**PROBLEM REQUIREMENTS:** Every record must be repeated exactly, with no omission.

**Stored data:**
★ ★ ★ ★
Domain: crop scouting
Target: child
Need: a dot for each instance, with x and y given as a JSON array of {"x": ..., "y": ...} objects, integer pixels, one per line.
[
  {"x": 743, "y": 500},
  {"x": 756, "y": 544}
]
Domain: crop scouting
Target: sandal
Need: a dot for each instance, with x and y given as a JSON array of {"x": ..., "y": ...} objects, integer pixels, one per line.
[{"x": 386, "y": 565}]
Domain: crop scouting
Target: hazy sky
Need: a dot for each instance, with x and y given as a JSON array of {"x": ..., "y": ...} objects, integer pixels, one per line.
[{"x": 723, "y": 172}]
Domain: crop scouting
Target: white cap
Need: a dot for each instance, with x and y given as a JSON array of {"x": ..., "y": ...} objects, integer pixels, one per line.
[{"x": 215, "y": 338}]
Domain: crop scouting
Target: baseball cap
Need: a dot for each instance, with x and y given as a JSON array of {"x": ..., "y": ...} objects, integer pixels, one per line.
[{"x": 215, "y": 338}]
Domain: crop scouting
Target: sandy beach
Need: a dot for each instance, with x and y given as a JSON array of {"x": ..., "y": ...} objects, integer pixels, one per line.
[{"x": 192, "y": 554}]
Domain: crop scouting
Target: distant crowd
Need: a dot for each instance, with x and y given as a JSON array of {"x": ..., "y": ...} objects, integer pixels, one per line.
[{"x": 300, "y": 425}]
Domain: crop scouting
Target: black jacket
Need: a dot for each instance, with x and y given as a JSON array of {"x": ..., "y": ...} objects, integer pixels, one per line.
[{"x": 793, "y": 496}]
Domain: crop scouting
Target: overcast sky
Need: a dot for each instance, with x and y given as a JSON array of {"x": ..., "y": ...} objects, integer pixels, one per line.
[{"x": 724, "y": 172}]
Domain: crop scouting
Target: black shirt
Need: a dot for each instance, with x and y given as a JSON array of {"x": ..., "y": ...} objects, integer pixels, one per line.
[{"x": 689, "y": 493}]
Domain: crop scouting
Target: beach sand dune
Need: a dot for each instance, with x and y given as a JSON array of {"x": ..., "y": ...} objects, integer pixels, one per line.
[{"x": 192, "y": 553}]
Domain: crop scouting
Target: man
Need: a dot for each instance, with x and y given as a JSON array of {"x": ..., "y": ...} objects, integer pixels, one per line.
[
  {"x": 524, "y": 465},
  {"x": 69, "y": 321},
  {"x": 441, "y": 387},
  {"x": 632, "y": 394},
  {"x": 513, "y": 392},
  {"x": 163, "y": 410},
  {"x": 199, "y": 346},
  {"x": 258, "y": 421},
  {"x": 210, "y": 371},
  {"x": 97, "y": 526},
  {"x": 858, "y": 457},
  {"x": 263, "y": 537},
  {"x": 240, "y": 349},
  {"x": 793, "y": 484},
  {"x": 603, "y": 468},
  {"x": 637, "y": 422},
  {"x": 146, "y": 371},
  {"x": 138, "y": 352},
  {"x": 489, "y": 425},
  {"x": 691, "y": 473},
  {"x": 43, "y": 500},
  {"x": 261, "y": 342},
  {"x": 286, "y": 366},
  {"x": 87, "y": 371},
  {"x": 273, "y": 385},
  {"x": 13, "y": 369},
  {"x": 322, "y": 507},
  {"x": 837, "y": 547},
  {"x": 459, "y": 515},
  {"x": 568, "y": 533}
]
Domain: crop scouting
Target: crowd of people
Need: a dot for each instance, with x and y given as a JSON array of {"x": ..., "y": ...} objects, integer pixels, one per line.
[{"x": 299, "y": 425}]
★ ★ ★ ★
**ANSWER AREA:**
Domain: crop scouting
Target: child
Need: a dot for each instance, with x and y given as a JSON array of {"x": ..., "y": ...} objects, integer pixels, one per line.
[
  {"x": 743, "y": 500},
  {"x": 756, "y": 544}
]
Domain: crop scouting
Target: sandal
Need: a dot for each instance, with x and y given as a JSON array of {"x": ..., "y": ...} objects, integer pixels, one per line.
[{"x": 386, "y": 565}]
Domain: crop scouting
Target: hazy sky
Need: a dot for each instance, with x and y given as a JSON array of {"x": ..., "y": ...} objects, integer pixels, one per line.
[{"x": 723, "y": 172}]
Domain: crop scouting
Target: white cap
Need: a dot for each instance, with x and y given as a JSON array of {"x": ..., "y": ...} objects, integer pixels, one per line.
[{"x": 215, "y": 338}]
Domain: crop scouting
Target: baseball cap
Need: a dot for each instance, with x and y given as a JSON array of {"x": ..., "y": ...} objects, integer pixels, one per line.
[{"x": 215, "y": 338}]
Domain: crop scouting
Target: sandy beach
Need: a dot for each instance, with x and y given as a JSON array of {"x": ..., "y": ...} objects, integer pixels, one per line.
[{"x": 192, "y": 554}]
Domain: crop scouting
Target: distant crowd
Need: a dot for each instance, with x and y given as a JSON array of {"x": ..., "y": ...} objects, integer pixels, one per line.
[{"x": 300, "y": 425}]
Domain: crop scouting
Target: black jacket
Need: a dot for each instance, with x and y given as a JSON array of {"x": ..., "y": ...} objects, integer pixels, one per line.
[{"x": 793, "y": 496}]
Domain: crop scouting
Target: overcast sky
Need: a dot for each instance, with x and y given as a JSON array of {"x": ..., "y": ...} objects, integer pixels, one per line.
[{"x": 724, "y": 172}]
Domain: crop scouting
Target: black shirt
Need: a dot for each instance, with x and y given as a JSON array of {"x": ..., "y": ...} objects, integer pixels, one per line.
[{"x": 689, "y": 493}]
Domain: crop scouting
Target: beach sand dune
Need: a dot for each instance, with x and y given as a JSON array of {"x": ..., "y": ...} objects, integer pixels, one per line.
[{"x": 192, "y": 553}]
Domain: crop scouting
Target: man
Need: a dot for each instance, with x and y given as a JSON array of {"x": ..., "y": ...} objects, integer pixels, one per line.
[
  {"x": 524, "y": 465},
  {"x": 69, "y": 321},
  {"x": 441, "y": 387},
  {"x": 632, "y": 394},
  {"x": 513, "y": 392},
  {"x": 163, "y": 410},
  {"x": 199, "y": 346},
  {"x": 258, "y": 421},
  {"x": 210, "y": 371},
  {"x": 97, "y": 526},
  {"x": 858, "y": 457},
  {"x": 263, "y": 537},
  {"x": 240, "y": 349},
  {"x": 793, "y": 484},
  {"x": 603, "y": 468},
  {"x": 637, "y": 422},
  {"x": 146, "y": 371},
  {"x": 138, "y": 352},
  {"x": 489, "y": 425},
  {"x": 691, "y": 473},
  {"x": 43, "y": 500},
  {"x": 261, "y": 342},
  {"x": 286, "y": 366},
  {"x": 87, "y": 371},
  {"x": 273, "y": 385},
  {"x": 13, "y": 369},
  {"x": 322, "y": 507},
  {"x": 837, "y": 547},
  {"x": 459, "y": 515},
  {"x": 568, "y": 533}
]
Domain: crop scouting
Target: crowd of people
Need: a dot for each instance, with x and y given as a JSON array of {"x": ..., "y": ...} objects, integer pixels, one per line.
[{"x": 299, "y": 425}]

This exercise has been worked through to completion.